Task data:
---*---

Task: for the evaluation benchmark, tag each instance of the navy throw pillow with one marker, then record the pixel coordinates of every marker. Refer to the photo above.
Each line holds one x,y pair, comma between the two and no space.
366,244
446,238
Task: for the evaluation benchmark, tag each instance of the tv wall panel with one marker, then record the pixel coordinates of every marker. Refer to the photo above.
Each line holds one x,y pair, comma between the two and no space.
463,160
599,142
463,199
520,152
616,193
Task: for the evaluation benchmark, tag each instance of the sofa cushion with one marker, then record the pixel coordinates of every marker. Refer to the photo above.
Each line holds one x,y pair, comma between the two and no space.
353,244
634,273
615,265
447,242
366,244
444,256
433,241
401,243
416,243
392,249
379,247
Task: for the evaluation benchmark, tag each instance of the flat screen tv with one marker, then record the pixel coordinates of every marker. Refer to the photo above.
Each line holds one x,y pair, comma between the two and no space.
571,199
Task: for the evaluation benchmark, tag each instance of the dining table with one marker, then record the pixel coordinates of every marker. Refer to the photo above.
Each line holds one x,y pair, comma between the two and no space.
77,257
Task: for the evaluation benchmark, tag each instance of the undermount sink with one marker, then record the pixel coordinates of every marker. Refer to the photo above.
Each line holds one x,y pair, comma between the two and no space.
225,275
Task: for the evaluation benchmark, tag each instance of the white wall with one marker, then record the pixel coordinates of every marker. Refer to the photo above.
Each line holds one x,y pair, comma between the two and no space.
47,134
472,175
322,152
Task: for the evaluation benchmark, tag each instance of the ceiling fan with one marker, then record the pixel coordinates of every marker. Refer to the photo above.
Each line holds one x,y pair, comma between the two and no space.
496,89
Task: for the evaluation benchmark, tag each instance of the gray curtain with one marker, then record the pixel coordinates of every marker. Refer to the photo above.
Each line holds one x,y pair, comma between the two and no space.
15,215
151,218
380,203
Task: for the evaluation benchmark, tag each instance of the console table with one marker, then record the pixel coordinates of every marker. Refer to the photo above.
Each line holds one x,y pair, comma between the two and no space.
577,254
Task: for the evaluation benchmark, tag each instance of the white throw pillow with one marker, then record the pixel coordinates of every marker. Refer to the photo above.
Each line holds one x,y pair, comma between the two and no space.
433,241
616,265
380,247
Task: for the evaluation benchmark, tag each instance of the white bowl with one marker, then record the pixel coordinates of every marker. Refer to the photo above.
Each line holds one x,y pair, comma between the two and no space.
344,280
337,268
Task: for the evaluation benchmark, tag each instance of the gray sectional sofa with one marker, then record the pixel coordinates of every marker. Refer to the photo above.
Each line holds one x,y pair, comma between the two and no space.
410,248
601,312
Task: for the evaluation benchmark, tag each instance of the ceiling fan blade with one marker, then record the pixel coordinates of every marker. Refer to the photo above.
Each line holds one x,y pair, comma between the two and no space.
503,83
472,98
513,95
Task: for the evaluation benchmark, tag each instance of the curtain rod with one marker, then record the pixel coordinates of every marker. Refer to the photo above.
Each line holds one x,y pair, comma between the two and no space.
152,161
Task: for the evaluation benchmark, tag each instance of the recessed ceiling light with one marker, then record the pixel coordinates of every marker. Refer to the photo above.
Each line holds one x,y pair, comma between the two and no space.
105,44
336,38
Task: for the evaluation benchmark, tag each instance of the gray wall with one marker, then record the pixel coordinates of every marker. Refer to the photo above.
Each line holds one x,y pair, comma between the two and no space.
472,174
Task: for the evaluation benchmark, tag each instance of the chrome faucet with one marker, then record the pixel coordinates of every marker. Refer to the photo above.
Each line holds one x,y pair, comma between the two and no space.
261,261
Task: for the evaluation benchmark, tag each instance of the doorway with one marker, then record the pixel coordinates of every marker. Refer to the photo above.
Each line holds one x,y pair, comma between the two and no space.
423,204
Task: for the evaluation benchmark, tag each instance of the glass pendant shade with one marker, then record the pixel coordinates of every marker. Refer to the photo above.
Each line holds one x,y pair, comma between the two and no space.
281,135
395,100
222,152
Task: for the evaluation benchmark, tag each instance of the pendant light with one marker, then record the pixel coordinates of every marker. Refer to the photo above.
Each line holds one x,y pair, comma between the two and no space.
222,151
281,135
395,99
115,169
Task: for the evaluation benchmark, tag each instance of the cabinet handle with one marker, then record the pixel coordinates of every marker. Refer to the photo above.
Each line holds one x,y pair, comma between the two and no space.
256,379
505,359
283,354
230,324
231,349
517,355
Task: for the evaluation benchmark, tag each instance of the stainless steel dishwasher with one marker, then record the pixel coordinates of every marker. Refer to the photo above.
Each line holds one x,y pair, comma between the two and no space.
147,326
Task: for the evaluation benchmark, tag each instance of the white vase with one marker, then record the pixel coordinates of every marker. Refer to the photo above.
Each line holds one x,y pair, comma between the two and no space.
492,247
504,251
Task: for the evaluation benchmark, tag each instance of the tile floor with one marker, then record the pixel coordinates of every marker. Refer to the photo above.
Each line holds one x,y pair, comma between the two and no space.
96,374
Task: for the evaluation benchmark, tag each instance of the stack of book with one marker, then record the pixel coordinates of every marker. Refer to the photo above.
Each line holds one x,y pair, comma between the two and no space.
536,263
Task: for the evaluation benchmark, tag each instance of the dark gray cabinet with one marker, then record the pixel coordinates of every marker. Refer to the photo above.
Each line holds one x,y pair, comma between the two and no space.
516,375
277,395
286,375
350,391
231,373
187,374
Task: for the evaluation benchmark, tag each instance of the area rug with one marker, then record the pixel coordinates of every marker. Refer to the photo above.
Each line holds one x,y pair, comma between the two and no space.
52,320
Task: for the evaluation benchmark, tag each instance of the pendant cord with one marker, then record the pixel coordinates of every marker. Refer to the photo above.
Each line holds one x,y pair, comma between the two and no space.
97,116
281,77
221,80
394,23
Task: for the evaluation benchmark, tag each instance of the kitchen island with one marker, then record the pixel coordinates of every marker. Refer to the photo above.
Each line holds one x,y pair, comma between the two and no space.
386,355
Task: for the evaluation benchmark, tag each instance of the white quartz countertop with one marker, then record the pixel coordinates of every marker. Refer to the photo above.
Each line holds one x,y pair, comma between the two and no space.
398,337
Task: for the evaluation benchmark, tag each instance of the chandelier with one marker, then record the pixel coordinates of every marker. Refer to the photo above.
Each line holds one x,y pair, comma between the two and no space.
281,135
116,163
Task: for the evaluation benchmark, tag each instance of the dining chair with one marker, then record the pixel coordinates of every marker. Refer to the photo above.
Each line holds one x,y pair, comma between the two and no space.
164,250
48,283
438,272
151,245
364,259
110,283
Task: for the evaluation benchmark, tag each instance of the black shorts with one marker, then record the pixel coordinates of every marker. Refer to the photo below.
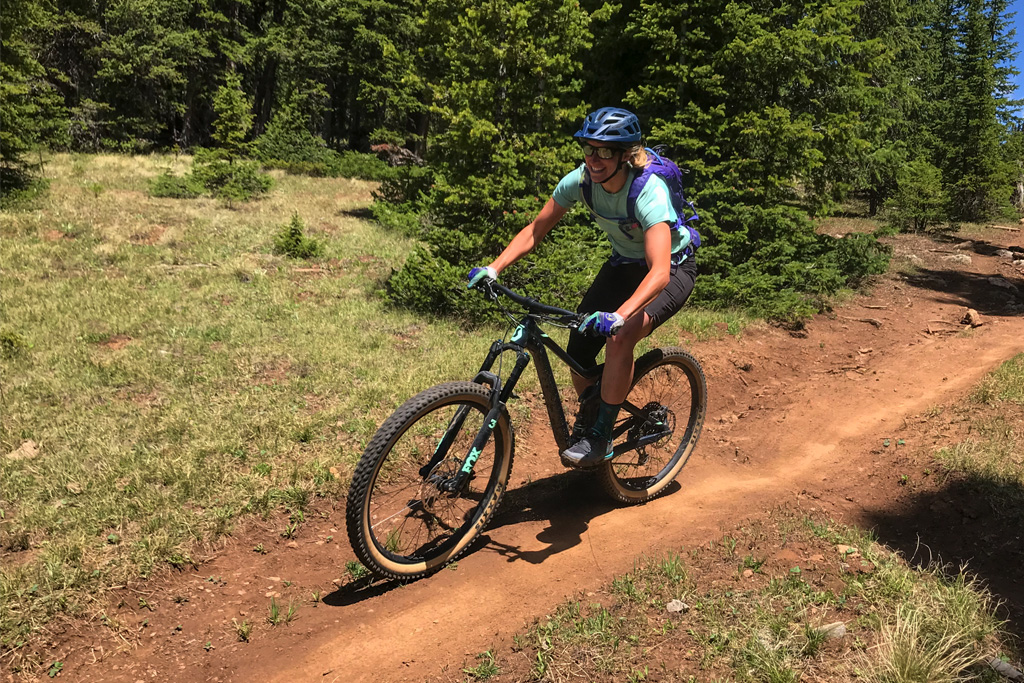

---*---

Aim of the exercise: How many lines of the listing above contain the string "sofa", with case counting? Reply with the number alone.

Exercise answer: 2